Given task —
Give the data, from its first line through the line that contains "135 159 L 82", as a Markdown table with the columns Row and Line. Skip any blank lines.

Input —

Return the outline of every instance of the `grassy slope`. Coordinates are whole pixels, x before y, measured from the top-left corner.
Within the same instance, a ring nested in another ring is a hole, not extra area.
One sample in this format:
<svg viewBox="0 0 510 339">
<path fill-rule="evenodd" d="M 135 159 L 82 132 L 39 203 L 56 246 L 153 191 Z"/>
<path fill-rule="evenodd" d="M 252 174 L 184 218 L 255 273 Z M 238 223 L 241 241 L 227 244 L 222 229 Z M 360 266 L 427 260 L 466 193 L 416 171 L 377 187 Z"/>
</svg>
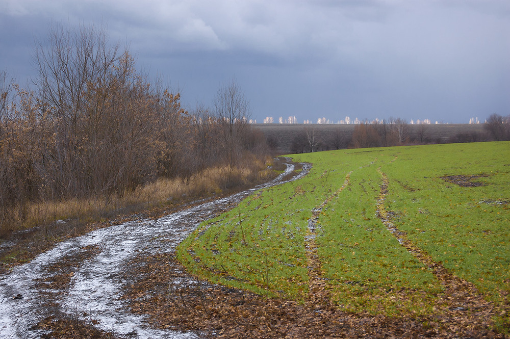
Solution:
<svg viewBox="0 0 510 339">
<path fill-rule="evenodd" d="M 313 163 L 310 173 L 250 197 L 201 225 L 178 249 L 189 269 L 214 282 L 304 301 L 309 220 L 329 198 L 317 221 L 315 241 L 331 299 L 354 311 L 431 311 L 443 286 L 377 217 L 380 169 L 388 178 L 385 205 L 399 229 L 434 260 L 502 302 L 499 291 L 510 285 L 510 143 L 293 158 Z M 475 181 L 486 186 L 461 187 L 440 177 L 480 173 L 489 176 Z"/>
</svg>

Output of the task —
| Row | Line |
|---|---|
| 1 | Return the outline of every instance of the `grassy slope`. Coordinates are whole pixels, x before y, measured from the top-left corner. |
| 2 | Within the same instance, a ring nested in another ring is a hole, not extra area. |
| 3 | One sample in this format: |
| 4 | <svg viewBox="0 0 510 339"> |
| 5 | <path fill-rule="evenodd" d="M 135 159 L 82 132 L 39 203 L 56 246 L 153 191 Z"/> |